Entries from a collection
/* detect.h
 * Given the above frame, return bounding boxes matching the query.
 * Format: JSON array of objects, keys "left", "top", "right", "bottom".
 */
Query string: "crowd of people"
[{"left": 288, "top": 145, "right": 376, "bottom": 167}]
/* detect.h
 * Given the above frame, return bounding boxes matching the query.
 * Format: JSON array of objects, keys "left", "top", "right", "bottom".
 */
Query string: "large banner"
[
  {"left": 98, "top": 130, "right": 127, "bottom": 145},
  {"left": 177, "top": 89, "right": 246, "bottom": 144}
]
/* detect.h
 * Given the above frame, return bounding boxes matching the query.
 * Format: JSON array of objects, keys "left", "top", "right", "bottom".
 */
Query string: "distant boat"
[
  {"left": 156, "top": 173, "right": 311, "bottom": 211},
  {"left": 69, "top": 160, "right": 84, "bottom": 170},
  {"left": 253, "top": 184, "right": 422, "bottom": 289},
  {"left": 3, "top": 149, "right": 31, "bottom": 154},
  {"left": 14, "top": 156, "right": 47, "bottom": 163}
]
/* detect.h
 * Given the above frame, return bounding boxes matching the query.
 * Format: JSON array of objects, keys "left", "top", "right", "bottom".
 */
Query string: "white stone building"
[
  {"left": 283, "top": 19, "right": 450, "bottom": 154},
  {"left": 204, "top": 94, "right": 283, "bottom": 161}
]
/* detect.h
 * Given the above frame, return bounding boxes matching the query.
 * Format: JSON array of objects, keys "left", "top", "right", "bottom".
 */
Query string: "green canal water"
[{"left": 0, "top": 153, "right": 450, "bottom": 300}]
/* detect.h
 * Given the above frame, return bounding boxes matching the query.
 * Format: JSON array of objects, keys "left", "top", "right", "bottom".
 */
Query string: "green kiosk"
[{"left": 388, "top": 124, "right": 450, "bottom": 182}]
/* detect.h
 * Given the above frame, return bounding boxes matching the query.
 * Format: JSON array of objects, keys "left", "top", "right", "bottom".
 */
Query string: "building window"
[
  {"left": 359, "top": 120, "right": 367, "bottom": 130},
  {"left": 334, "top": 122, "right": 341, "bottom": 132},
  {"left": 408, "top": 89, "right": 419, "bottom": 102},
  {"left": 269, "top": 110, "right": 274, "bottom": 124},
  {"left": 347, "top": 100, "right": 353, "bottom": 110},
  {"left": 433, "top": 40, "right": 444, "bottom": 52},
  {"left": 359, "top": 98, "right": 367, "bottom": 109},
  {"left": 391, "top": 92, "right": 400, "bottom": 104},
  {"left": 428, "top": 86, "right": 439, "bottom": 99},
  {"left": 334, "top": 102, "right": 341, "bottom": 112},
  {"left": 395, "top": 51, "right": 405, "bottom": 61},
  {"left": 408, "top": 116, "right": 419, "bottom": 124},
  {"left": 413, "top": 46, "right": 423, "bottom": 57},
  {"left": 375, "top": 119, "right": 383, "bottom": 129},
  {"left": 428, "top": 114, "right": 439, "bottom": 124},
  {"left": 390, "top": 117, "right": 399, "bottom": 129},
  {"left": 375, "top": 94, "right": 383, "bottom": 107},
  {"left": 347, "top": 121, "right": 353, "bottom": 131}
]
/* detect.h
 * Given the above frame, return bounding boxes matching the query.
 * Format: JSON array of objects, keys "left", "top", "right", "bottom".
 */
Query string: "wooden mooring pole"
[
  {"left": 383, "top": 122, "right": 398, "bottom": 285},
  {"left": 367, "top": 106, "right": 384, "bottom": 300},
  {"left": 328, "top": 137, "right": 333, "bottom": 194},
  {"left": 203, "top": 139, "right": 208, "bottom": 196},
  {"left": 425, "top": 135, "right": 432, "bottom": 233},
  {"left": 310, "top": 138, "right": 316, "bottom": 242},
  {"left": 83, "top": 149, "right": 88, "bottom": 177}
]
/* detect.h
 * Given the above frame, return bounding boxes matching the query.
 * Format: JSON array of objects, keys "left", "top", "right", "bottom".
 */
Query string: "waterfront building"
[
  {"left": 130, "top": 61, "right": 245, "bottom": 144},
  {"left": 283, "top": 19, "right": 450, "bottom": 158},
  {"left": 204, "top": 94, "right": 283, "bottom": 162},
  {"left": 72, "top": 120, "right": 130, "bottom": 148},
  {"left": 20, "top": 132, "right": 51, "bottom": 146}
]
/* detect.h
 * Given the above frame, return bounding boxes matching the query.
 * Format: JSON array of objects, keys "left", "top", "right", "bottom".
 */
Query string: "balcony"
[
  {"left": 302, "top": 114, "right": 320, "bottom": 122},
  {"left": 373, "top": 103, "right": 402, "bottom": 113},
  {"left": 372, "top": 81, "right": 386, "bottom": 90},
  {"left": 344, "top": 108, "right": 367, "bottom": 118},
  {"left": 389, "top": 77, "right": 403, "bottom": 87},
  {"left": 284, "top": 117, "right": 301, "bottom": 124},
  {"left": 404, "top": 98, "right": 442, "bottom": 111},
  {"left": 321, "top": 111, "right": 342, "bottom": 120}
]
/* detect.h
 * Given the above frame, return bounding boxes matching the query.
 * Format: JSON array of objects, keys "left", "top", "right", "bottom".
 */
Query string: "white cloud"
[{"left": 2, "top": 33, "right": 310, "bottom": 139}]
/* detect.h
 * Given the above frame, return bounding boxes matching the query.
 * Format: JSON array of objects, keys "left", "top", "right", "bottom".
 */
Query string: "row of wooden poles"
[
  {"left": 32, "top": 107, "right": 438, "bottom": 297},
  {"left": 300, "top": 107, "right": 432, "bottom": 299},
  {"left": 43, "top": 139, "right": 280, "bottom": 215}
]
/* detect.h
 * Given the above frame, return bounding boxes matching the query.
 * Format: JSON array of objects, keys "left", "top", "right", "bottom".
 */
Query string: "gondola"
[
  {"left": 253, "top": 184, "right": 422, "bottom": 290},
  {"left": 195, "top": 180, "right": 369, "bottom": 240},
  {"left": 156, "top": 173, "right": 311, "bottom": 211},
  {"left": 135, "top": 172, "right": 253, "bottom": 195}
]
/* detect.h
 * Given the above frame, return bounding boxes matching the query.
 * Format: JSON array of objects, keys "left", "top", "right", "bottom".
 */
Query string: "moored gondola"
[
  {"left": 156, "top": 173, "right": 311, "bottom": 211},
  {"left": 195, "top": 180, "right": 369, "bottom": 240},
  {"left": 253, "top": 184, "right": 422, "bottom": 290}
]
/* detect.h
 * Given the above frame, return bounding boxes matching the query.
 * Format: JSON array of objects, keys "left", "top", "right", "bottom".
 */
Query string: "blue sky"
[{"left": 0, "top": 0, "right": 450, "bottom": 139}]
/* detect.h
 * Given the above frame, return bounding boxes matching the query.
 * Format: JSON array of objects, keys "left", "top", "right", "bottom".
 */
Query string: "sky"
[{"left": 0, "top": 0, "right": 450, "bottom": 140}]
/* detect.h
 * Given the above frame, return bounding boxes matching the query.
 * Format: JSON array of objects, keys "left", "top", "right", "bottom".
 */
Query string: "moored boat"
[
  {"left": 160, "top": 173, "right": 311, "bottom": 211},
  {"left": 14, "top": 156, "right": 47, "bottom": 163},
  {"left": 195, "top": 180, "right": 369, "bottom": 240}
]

_SHORT PROBLEM_
Report every line above that contains the word "white", copying each one in full. Case counts.

_RESULT FOR THIS TASK_
Query string: "white stone building"
Query string: "white cloud"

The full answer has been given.